(Task directions):
Reproduce verbatim the line in which "Query: brown suit jacket" occurs, together with each line that follows it to the end of the listing, and nothing more.

-------- Provided data --------

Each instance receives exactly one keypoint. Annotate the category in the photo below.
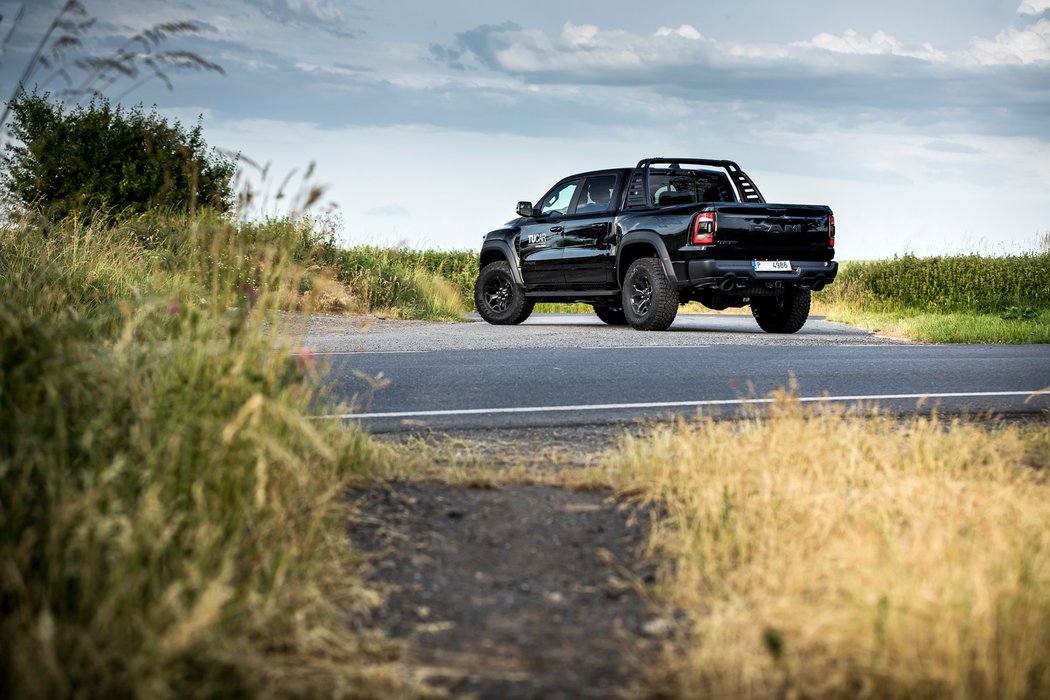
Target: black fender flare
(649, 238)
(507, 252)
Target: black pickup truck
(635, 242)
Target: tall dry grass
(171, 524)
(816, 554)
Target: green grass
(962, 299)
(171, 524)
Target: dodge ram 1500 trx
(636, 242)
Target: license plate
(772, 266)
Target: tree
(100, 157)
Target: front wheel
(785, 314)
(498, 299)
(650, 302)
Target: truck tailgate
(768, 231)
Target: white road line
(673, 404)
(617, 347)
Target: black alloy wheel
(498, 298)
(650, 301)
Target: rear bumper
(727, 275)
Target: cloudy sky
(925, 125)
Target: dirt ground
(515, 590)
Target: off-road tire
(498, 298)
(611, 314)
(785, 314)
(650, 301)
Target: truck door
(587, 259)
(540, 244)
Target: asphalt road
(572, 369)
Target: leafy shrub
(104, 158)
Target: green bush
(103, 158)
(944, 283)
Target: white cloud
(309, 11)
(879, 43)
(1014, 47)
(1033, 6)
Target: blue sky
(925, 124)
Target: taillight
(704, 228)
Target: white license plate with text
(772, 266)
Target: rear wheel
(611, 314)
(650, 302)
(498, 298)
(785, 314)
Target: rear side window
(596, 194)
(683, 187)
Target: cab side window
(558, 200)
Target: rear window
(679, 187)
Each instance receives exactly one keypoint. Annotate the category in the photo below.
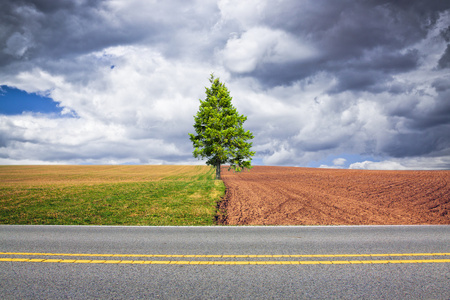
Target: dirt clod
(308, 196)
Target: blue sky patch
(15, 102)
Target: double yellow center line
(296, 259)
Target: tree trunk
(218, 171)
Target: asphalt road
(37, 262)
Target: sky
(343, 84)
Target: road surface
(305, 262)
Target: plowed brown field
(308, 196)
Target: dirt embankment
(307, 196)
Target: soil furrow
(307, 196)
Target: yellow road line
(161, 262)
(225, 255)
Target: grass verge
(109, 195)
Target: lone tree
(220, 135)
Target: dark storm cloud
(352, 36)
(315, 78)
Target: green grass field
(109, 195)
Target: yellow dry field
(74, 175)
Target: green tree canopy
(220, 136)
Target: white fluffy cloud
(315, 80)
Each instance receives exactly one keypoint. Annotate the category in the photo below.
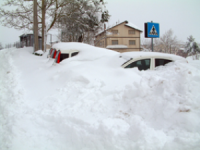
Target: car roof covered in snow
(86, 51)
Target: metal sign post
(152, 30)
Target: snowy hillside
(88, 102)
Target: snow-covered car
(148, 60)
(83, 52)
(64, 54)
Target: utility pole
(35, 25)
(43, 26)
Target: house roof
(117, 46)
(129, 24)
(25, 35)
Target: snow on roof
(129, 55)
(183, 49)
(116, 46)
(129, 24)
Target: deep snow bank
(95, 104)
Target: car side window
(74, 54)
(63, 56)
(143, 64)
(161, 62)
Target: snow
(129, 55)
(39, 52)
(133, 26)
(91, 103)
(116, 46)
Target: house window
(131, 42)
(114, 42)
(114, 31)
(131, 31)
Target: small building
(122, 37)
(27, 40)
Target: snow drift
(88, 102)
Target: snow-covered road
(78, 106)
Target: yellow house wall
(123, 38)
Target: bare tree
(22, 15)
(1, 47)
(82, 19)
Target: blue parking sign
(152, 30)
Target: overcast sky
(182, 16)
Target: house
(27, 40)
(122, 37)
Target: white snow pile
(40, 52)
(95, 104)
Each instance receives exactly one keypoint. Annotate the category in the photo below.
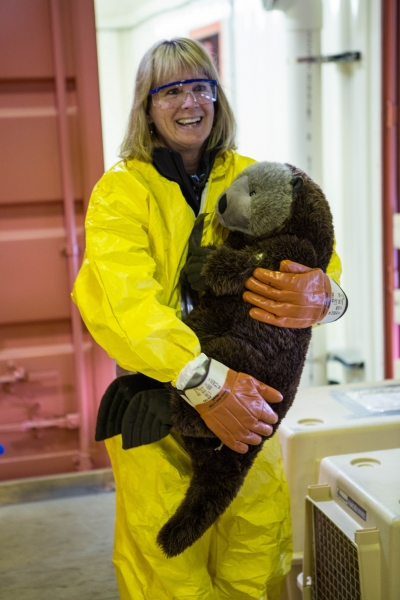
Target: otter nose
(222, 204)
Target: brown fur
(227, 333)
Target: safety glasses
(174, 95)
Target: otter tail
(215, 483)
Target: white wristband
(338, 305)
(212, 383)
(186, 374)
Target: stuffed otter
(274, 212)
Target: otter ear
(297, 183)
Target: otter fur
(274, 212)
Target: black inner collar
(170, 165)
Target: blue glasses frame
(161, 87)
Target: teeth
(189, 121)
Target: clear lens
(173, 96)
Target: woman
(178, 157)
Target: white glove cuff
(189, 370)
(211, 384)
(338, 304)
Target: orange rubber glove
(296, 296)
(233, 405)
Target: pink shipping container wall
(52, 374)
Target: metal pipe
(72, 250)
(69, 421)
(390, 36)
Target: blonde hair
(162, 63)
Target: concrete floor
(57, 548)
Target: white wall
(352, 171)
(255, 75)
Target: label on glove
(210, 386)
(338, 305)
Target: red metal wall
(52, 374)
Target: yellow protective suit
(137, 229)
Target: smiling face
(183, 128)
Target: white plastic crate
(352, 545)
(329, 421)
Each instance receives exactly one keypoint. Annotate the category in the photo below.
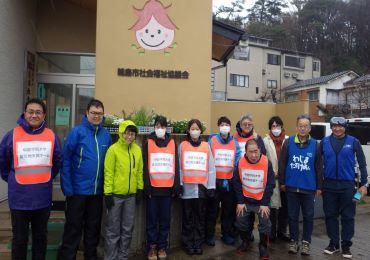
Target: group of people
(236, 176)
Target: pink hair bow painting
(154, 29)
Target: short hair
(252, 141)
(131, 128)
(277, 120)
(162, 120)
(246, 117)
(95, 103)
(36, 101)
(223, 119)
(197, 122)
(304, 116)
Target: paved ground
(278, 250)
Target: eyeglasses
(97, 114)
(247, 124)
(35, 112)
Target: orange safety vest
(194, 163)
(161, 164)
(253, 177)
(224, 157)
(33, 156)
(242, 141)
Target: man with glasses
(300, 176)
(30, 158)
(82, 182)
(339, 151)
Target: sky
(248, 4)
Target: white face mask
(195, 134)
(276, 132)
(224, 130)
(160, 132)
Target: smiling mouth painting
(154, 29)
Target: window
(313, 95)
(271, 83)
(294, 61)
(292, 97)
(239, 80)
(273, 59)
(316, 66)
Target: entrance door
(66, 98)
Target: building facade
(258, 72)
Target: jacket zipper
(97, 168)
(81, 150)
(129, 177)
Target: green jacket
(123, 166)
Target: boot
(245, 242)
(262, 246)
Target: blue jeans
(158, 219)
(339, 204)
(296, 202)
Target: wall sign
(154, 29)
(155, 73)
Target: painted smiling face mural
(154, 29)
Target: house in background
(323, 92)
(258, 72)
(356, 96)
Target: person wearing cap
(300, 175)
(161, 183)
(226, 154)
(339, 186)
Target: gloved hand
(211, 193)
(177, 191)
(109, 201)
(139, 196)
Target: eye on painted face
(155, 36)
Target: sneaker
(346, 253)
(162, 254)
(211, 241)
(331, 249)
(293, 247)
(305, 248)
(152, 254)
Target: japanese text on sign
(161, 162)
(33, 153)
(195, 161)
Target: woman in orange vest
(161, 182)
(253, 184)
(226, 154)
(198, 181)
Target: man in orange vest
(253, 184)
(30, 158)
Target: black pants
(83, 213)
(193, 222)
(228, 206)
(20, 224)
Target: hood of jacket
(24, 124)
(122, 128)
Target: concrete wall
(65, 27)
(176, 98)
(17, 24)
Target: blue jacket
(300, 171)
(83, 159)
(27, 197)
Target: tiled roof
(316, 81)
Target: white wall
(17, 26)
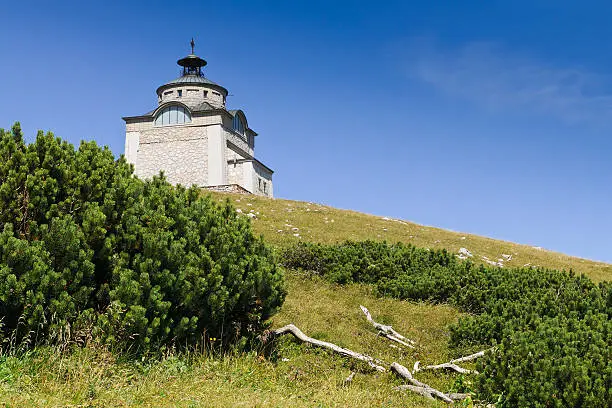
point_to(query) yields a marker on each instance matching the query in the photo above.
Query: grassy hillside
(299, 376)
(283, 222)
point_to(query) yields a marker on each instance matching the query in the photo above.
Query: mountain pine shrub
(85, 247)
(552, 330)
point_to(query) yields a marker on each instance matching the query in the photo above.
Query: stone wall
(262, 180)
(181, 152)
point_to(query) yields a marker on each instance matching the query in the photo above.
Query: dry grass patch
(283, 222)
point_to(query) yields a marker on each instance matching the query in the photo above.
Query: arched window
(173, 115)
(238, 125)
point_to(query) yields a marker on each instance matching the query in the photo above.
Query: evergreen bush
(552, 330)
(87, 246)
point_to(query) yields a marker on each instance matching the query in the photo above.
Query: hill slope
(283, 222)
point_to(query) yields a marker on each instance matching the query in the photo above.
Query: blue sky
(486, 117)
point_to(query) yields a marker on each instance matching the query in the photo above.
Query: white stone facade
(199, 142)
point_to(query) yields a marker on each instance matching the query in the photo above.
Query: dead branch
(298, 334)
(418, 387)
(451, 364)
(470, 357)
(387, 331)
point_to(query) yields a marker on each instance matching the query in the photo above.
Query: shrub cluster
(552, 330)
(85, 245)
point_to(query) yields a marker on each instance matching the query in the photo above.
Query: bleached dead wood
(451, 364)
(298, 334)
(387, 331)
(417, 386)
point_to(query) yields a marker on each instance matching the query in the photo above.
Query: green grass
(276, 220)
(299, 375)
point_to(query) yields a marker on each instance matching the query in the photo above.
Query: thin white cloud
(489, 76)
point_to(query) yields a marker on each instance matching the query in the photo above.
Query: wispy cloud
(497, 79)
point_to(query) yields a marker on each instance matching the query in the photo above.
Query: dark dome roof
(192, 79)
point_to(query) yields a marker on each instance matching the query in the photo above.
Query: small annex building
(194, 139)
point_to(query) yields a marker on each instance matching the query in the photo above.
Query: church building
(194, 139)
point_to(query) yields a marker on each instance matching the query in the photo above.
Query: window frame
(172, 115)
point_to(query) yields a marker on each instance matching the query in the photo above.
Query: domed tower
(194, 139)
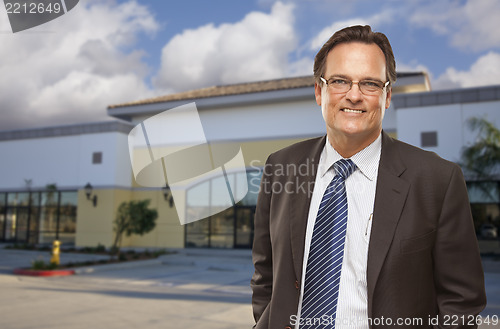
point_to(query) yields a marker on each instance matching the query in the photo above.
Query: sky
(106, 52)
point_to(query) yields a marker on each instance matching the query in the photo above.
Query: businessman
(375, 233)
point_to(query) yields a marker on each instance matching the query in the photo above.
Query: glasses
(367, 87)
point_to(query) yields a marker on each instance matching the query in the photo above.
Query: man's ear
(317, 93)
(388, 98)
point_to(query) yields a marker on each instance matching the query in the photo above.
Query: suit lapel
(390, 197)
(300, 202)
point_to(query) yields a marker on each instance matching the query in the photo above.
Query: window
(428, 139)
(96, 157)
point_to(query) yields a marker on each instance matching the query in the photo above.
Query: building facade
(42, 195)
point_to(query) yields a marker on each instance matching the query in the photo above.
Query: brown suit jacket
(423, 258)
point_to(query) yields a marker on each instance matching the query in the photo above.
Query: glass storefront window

--------

(Your solution):
Query: brown suit jacket
(423, 258)
point_to(query) yields a marker on each instance matching the query in the photo above.
Query: glass storefront window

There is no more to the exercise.